REQUIRED TASKS =>
**a.** In the pricing passage, where are the Silver and Gold products made?
**b.** According to the pricing passage, why did the business believe the Silver and Gold products should cost less than the Bronze product? Answer in one to three sentences.
**c.** Summarize the pricing passage in two sentences.

PASSAGE =>
------------------------------
The Silver and Gold products have additional features that not available in the
Bronze product, including value-adds, as well as customisation.
Until now, all
three of these products have been priced on a cost-plus basis, which is where
the problem lies. The Silver and Gold products are made in China and arrive in
Australia at a price cheaper than the locally manufactured smaller model.
The business
naturally thought therefore, that the Silver and Gold products should be
cheaper than the bronze, because production costs were cheaper. This is like
saying a Big Mac should be cheaper than a Cheeseburger, or a Lexus should be
cheaper than a Toyota. It’s wrong!
Customers don’t
care about costs, nor do they need to know what the costs to manufacture a
product are. In this case, they care about the value-adds, the customisation
and the beauty of the products relative to the alternatives available.
This company now
has a pricing structure that properly reflects value, and not costs. And based
on historical sales data at constant volumes, that pricing structure would
yield an11% revenue uplift. Creating that structure is the easy part. Its
success will depend on the execution.
Given that value
is always in the eyes of the customer, there’s no guarantee that the value
attached to the products is in line with the perceptions of the customers. But
all pricing is contextual, and those perceptions will be enhanced when the
prices first appear on the company’s new-look website.
And thanks to a
laser-guided missile approach to pricing, rather than carpet-bombing, the
majority of the price changes are small in magnitude. The one or two that are
slightly more significant changed in phases.
Is it time you
stopped selling Big Mac’s for the price of Cheeseburgers?
------------------------------
DATA EXTRACT =>

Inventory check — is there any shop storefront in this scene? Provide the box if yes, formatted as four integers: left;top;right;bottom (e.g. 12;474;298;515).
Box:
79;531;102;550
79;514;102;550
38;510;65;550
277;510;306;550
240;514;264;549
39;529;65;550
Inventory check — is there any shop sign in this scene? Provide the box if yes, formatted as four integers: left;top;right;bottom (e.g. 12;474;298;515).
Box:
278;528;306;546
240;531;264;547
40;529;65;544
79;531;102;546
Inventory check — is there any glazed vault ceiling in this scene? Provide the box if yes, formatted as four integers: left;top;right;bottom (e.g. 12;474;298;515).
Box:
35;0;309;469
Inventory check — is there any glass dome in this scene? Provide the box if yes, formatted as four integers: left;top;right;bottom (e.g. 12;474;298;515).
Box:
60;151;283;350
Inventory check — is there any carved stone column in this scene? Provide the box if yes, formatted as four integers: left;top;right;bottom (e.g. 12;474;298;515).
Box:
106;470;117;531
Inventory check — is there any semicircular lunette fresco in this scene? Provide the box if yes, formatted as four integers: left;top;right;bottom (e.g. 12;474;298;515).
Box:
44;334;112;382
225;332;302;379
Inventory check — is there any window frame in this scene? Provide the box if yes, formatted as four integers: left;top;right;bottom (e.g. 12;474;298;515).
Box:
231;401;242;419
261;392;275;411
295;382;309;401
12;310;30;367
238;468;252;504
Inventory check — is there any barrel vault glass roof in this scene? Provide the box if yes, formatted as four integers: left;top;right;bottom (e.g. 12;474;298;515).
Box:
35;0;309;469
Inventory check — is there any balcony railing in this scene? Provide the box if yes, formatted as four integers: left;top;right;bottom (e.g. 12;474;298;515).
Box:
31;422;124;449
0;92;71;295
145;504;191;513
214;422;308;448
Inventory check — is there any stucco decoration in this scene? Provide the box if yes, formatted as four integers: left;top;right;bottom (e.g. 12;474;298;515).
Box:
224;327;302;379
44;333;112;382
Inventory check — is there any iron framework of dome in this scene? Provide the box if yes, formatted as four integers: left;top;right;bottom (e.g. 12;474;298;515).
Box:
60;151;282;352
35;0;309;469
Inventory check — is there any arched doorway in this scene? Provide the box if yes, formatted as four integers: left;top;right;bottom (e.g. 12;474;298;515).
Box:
------------------------------
CORRECT ANSWERS =>
**a.** They are made in China.

**b.** The business priced all three products on a cost-plus basis. The Silver and Gold products are made in China and arrive in Australia at a price cheaper than the locally manufactured smaller model, so their production costs were lower.

**c.** A business had priced its Bronze, Silver and Gold products on a cost-plus basis, which made the cheaper-to-produce Silver and Gold products cost less even though they offer extra features, and the passage argues this is wrong because customers care about value rather than costs. The company now has a value-based pricing structure that historical sales data suggest would lift revenue by 11 percent, with success depending on execution and with most price changes kept small.